* THE EXERCISE:
Without the pictures, copy all the entries below exactly.

* INPUT MATERIAL:
'''

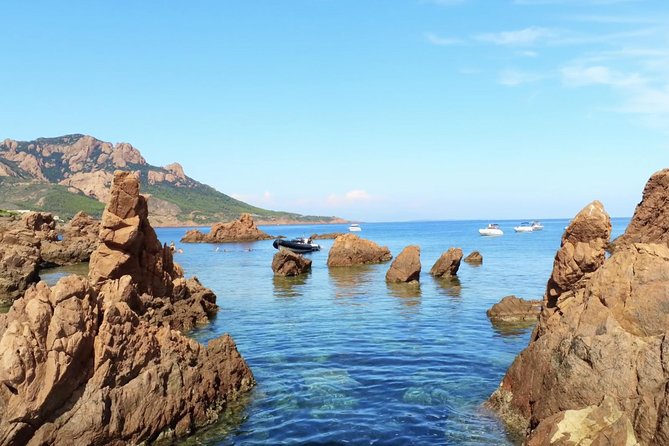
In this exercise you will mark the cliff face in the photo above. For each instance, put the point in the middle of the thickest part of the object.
(71, 173)
(596, 370)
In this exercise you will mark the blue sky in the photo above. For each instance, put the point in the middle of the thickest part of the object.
(378, 110)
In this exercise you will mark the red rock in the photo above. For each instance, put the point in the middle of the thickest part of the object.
(448, 264)
(349, 249)
(406, 267)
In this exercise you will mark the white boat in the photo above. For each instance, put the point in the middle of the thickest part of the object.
(491, 230)
(525, 226)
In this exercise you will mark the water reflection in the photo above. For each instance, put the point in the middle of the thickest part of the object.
(53, 275)
(451, 286)
(351, 281)
(289, 286)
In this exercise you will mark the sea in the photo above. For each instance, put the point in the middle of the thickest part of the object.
(341, 357)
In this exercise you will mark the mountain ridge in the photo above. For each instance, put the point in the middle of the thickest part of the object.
(68, 173)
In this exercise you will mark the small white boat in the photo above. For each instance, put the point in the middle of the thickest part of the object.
(525, 226)
(491, 230)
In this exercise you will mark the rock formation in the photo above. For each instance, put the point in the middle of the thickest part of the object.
(448, 264)
(512, 309)
(98, 362)
(79, 240)
(406, 267)
(287, 263)
(19, 260)
(475, 258)
(349, 249)
(598, 360)
(650, 223)
(242, 230)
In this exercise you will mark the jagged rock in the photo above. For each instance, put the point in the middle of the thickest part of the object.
(288, 263)
(512, 309)
(650, 223)
(593, 425)
(242, 230)
(327, 236)
(448, 264)
(79, 240)
(474, 258)
(406, 267)
(605, 337)
(19, 260)
(349, 249)
(582, 251)
(78, 368)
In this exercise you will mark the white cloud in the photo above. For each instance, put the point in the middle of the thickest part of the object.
(527, 36)
(438, 40)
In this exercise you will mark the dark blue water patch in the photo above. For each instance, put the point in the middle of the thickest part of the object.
(343, 358)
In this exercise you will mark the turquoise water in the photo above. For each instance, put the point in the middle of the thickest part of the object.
(342, 357)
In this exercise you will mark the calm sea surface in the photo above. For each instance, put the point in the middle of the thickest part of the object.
(341, 357)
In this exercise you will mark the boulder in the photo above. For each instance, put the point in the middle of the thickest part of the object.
(79, 240)
(650, 222)
(287, 263)
(349, 249)
(448, 264)
(512, 309)
(475, 258)
(19, 260)
(242, 230)
(603, 337)
(80, 368)
(406, 267)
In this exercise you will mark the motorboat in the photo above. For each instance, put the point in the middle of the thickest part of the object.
(525, 226)
(299, 245)
(491, 230)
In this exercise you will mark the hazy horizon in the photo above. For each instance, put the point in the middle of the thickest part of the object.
(409, 110)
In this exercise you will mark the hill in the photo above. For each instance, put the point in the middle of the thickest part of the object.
(70, 173)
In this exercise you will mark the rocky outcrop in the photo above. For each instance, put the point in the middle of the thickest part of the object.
(79, 240)
(79, 368)
(601, 336)
(349, 249)
(475, 258)
(448, 263)
(406, 267)
(98, 361)
(19, 260)
(242, 230)
(650, 223)
(287, 263)
(128, 245)
(514, 310)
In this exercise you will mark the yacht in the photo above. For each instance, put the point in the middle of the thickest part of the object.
(491, 230)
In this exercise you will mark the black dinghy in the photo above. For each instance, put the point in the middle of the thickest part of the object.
(298, 245)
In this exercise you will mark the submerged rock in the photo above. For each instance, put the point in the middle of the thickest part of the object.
(406, 267)
(242, 230)
(287, 263)
(349, 249)
(475, 258)
(602, 336)
(448, 264)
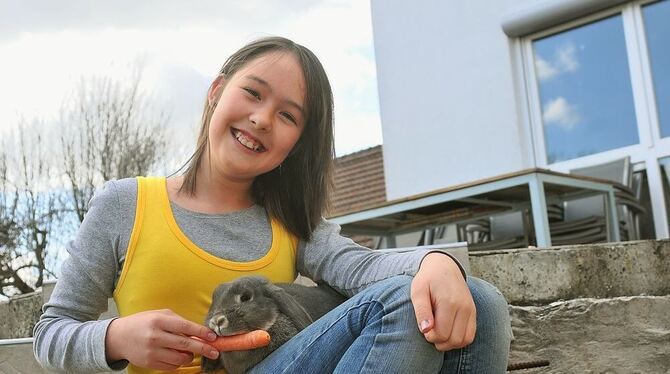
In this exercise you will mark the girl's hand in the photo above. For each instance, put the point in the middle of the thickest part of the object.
(442, 302)
(157, 339)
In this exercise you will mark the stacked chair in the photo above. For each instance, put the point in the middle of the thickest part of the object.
(572, 222)
(584, 219)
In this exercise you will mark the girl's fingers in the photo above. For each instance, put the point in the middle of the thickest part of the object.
(457, 337)
(179, 325)
(446, 318)
(423, 308)
(187, 344)
(171, 359)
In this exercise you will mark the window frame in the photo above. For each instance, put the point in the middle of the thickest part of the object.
(651, 146)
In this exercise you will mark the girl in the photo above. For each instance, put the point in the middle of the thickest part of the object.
(251, 201)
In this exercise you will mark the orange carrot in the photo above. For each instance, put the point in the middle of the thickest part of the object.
(241, 342)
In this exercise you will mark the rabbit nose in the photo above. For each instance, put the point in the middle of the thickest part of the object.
(220, 321)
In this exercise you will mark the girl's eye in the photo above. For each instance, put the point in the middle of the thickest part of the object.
(289, 117)
(253, 93)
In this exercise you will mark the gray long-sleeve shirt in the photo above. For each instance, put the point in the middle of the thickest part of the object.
(68, 336)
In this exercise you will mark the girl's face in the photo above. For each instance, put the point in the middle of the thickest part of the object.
(258, 117)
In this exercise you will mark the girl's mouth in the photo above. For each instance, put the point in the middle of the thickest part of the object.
(248, 141)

'''

* RESPONSE TO THE EXERCISE:
In this exercise you will mark the cliff face in the photo above. For each instance, put the point in the middle of the thickest part of the object.
(71, 173)
(596, 370)
In this exercise you will mark the blue sky in the photo above. For each instance, put the point in the middle of the thickest part of the object.
(378, 110)
In this exercise you will mark the red rock in the photo above. For each instance, put the point in the middle of the thickest part of the object.
(448, 264)
(349, 249)
(406, 267)
In this exercise you will mark the white boat in the photo above. For each instance, put the point in the middle of the thickest part of the object.
(491, 230)
(525, 226)
In this exercise you will mark the water reflection in the photo above. For each instance, put the point in the middle of the thickest part of the object.
(53, 275)
(451, 286)
(351, 281)
(289, 286)
In this exercise you will mark the sea in the photo above. For each instance, put the point in the middle of the thickest part of the object.
(341, 357)
In this exercise you will mark the mountain ridge in the photo above. For each instance, put the point in the middle of the thickest part of the object.
(68, 173)
In this exercise you will mark the small white boat in the photo above. For each instance, put the point in the middle of the thickest part of the object.
(525, 226)
(491, 230)
In this exercise you will mark the rock formation in the photo above. For each instance, put the point in the middle of the thickest part of the object.
(448, 264)
(512, 309)
(98, 362)
(79, 240)
(406, 267)
(287, 263)
(19, 260)
(475, 258)
(349, 249)
(598, 360)
(650, 223)
(242, 230)
In this exercise you will mark the jagged rock in the photo above. For each instance, put the point in the middle of the thickest part of the object.
(288, 263)
(512, 309)
(650, 223)
(593, 425)
(242, 230)
(327, 236)
(448, 264)
(79, 240)
(474, 258)
(406, 267)
(605, 337)
(19, 260)
(349, 249)
(582, 251)
(78, 368)
In this exercise you will mark the white cloud in the photo above. For each instance, put the point in the middle of the thickest part of the object.
(527, 36)
(438, 40)
In this exercise you will mark the dark blue water patch in the photo above. For each instance, put the point in the middle of the thickest part of the object.
(343, 358)
In this exercise you will mark the turquoise water in the photo above. For each instance, put the point in the middle of the thickest part of the object.
(342, 357)
In this exercise you will mark the calm sea surface in the photo above. For each instance, put the point in the middle of the thickest part of the object.
(341, 357)
In this exercise you will mark the boulder in the photo above. For each instance, put the point in the middle of the thickest part of the object.
(79, 240)
(650, 222)
(287, 263)
(349, 249)
(448, 264)
(512, 309)
(475, 258)
(19, 260)
(242, 230)
(603, 337)
(80, 368)
(406, 267)
In this exercise you will mark the motorboat in the photo above. For each instance, put the point in the middle of the thickest part of the object.
(525, 226)
(299, 245)
(491, 230)
In this exercise you will mark the hazy horizon in the photo above. For each instance, put the point in the middle of the thickest part of the object.
(409, 110)
In this exercise you will mark the hill in the photo above. For each instance, put the point in the middle of the thickest part of the object.
(70, 173)
In this exercise you will mark the rocky outcrop in the photo above. For each instance, put the point in the middle of the thickest part of the object.
(79, 240)
(79, 368)
(601, 336)
(349, 249)
(475, 258)
(448, 263)
(406, 267)
(98, 361)
(19, 260)
(242, 230)
(650, 223)
(287, 263)
(128, 245)
(514, 310)
In this exercise you will mark the yacht in the photo above. For each instance, put the point in the middle of the thickest part of the object.
(491, 230)
In this exercise you will mark the black dinghy in the photo above. For each instance, put the point in the middle of the thickest part of the object.
(298, 245)
In this exercise you will mark the submerged rock in the photo above. For each instance, put the point in the middle of the thickest part of the object.
(406, 267)
(242, 230)
(287, 263)
(349, 249)
(475, 258)
(602, 336)
(448, 264)
In this exercise you will mark the girl's hand in the photo above. For each instance, put the point in the middle of the thickest part of the object.
(442, 302)
(157, 339)
In this exercise you will mark the stacked chair in the photo above. For each instance, put the point in the middle of the thickest part of the object.
(572, 222)
(584, 219)
In this exercise you will mark the girl's fingers in the photo above. For each instance, put the point in the middle of the thickest part of the object.
(457, 337)
(179, 325)
(446, 318)
(423, 308)
(187, 344)
(171, 359)
In this exercise you will mark the window frame in the photo above. For each instance, put the point in the middle of the thickest part of the object.
(651, 146)
In this exercise you will mark the girl in the photo above. For each instance, put the point in the middle of the thickest part of the object.
(251, 201)
In this exercise you will mark the orange carrot in the photo above. For each instance, put the point in the middle of the thickest part of the object.
(241, 342)
In this exercise you will mark the rabbit nose in the photo above. For each instance, put the point in the middle of the thickest part of the object.
(220, 321)
In this exercise you will mark the girl's eye in the photo above. For each instance, put the point in the middle of the thickest part of the object.
(289, 117)
(253, 93)
In this exercise you will mark the gray long-sleeve shirt in the photo above. For each instance, put the point in the middle of the thickest part of the object.
(68, 336)
In this exercise you will mark the girl's face in the photo above. For each instance, put the point in the middle of the thickest part of the object.
(258, 117)
In this exercise you will mark the girl's mouth in the photo above. For each instance, put the point in the middle of the thickest part of the object.
(248, 141)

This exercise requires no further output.